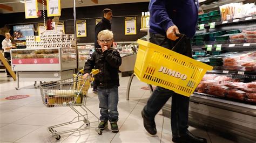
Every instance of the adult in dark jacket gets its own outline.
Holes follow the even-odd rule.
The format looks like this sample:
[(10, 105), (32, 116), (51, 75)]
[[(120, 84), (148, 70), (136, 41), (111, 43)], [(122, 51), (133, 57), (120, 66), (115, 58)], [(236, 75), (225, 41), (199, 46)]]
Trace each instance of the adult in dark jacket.
[(113, 15), (112, 10), (110, 9), (105, 9), (102, 11), (103, 13), (103, 17), (102, 20), (99, 22), (95, 26), (95, 49), (100, 48), (98, 43), (98, 34), (99, 32), (104, 30), (111, 30), (111, 23), (110, 20), (112, 19)]
[[(176, 47), (176, 52), (191, 58), (190, 38), (196, 32), (198, 7), (198, 0), (151, 0), (150, 41), (159, 45), (166, 37), (162, 46), (172, 48), (178, 39), (175, 34), (185, 34), (187, 38)], [(187, 130), (189, 97), (160, 87), (157, 87), (142, 111), (146, 130), (152, 135), (157, 133), (154, 117), (171, 97), (172, 141), (207, 142), (205, 139), (193, 135)]]
[(84, 77), (88, 76), (93, 69), (99, 69), (99, 73), (95, 76), (95, 83), (97, 85), (98, 95), (100, 108), (101, 130), (107, 127), (107, 121), (113, 132), (118, 132), (118, 87), (119, 78), (118, 67), (121, 65), (122, 58), (117, 49), (111, 47), (113, 44), (113, 33), (108, 30), (100, 31), (98, 34), (98, 42), (101, 48), (93, 52), (91, 59), (85, 63)]

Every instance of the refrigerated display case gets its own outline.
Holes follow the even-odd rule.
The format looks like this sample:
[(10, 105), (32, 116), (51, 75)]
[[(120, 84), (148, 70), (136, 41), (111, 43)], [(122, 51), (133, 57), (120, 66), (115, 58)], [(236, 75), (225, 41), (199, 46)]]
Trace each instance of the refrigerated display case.
[[(237, 30), (240, 30), (241, 33), (242, 33), (242, 30), (256, 27), (255, 21), (256, 17), (252, 16), (249, 18), (215, 22), (213, 27), (210, 26), (211, 24), (206, 24), (204, 25), (204, 30), (197, 30), (197, 33), (204, 33), (201, 35), (205, 35), (207, 34), (206, 33), (208, 33), (208, 34), (215, 33), (217, 31), (230, 32), (231, 31), (237, 31)], [(239, 34), (242, 34), (242, 33), (239, 33)], [(225, 33), (223, 35), (225, 35)], [(225, 42), (223, 42), (223, 41), (218, 39), (219, 38), (219, 35), (218, 35), (219, 37), (217, 35), (218, 37), (217, 38), (214, 36), (212, 37), (208, 36), (206, 38), (205, 36), (203, 38), (194, 38), (196, 40), (202, 40), (202, 41), (200, 42), (204, 44), (201, 46), (198, 46), (196, 44), (198, 41), (195, 40), (194, 42), (192, 42), (192, 44), (194, 45), (192, 49), (194, 52), (201, 52), (205, 53), (204, 55), (197, 55), (199, 58), (198, 59), (199, 60), (209, 65), (213, 64), (208, 59), (207, 60), (205, 59), (205, 60), (201, 59), (200, 56), (210, 55), (212, 57), (216, 57), (216, 55), (213, 55), (214, 54), (220, 54), (220, 56), (221, 56), (222, 54), (225, 53), (239, 54), (239, 53), (238, 52), (248, 52), (247, 53), (253, 53), (252, 51), (256, 51), (256, 43), (247, 42), (245, 40), (246, 39), (246, 35), (245, 34), (244, 40), (239, 41), (239, 44), (234, 44), (233, 41), (230, 40), (226, 40)], [(213, 38), (213, 40), (211, 39), (211, 38)], [(206, 39), (206, 41), (204, 41)], [(232, 40), (232, 39), (231, 39)], [(211, 41), (212, 40), (213, 41)], [(205, 44), (204, 44), (205, 43)], [(208, 46), (209, 45), (211, 46)], [(218, 47), (217, 47), (217, 45), (218, 45)], [(250, 61), (250, 65), (252, 63), (253, 65), (254, 65), (253, 66), (254, 67), (243, 66), (244, 65), (242, 63), (243, 61), (242, 59), (244, 58), (243, 57), (239, 59), (238, 64), (241, 66), (237, 66), (237, 68), (235, 68), (236, 67), (234, 66), (230, 66), (227, 68), (224, 65), (226, 63), (228, 65), (234, 63), (225, 63), (225, 62), (223, 62), (224, 60), (223, 61), (217, 61), (215, 65), (212, 65), (212, 66), (214, 66), (214, 70), (208, 71), (207, 73), (227, 75), (232, 78), (232, 82), (236, 82), (233, 81), (235, 79), (240, 79), (243, 82), (252, 82), (256, 80), (254, 64), (256, 57), (255, 57), (255, 55), (254, 56), (254, 57), (253, 57), (252, 59), (254, 60), (252, 62), (250, 60), (246, 61), (246, 62)], [(217, 64), (217, 62), (220, 65)], [(218, 82), (218, 84), (219, 83), (219, 82)], [(218, 84), (214, 85), (216, 85)], [(223, 91), (225, 90), (224, 89)], [(245, 89), (241, 90), (244, 90)], [(227, 91), (227, 92), (225, 94), (217, 92), (218, 94), (216, 94), (215, 92), (207, 92), (207, 90), (199, 90), (199, 91), (194, 92), (191, 95), (190, 99), (188, 115), (190, 125), (200, 126), (207, 130), (212, 129), (219, 133), (220, 135), (229, 138), (235, 142), (255, 142), (256, 103), (254, 102), (253, 99), (247, 98), (247, 96), (245, 96), (245, 94), (244, 93), (245, 91), (239, 91), (240, 90), (232, 89), (228, 90), (230, 93)], [(232, 96), (228, 96), (228, 95), (231, 94), (233, 91), (238, 91), (239, 95), (243, 95), (245, 96), (238, 96), (238, 98), (232, 98)], [(243, 98), (240, 98), (241, 97)], [(164, 115), (167, 117), (171, 116), (171, 99), (166, 103), (163, 108)]]
[(11, 50), (11, 68), (20, 81), (52, 81), (72, 77), (77, 67), (76, 49), (70, 47)]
------------------------
Copy the material word for word, from the line with "Every instance of the refrigerated" to the line with "Trace each instance of the refrigerated", including both of those lines.

# [THE RESPONSE]
Every instance of the refrigerated display case gets its own outline.
Holes follow the even-odd rule.
The format looks like this sample:
[(10, 105), (32, 116), (51, 75)]
[[(120, 84), (148, 70), (136, 41), (111, 43)], [(122, 51), (133, 57), (120, 66), (115, 58)], [(236, 75), (225, 41), (199, 46)]]
Trace each instance of the refrigerated display case.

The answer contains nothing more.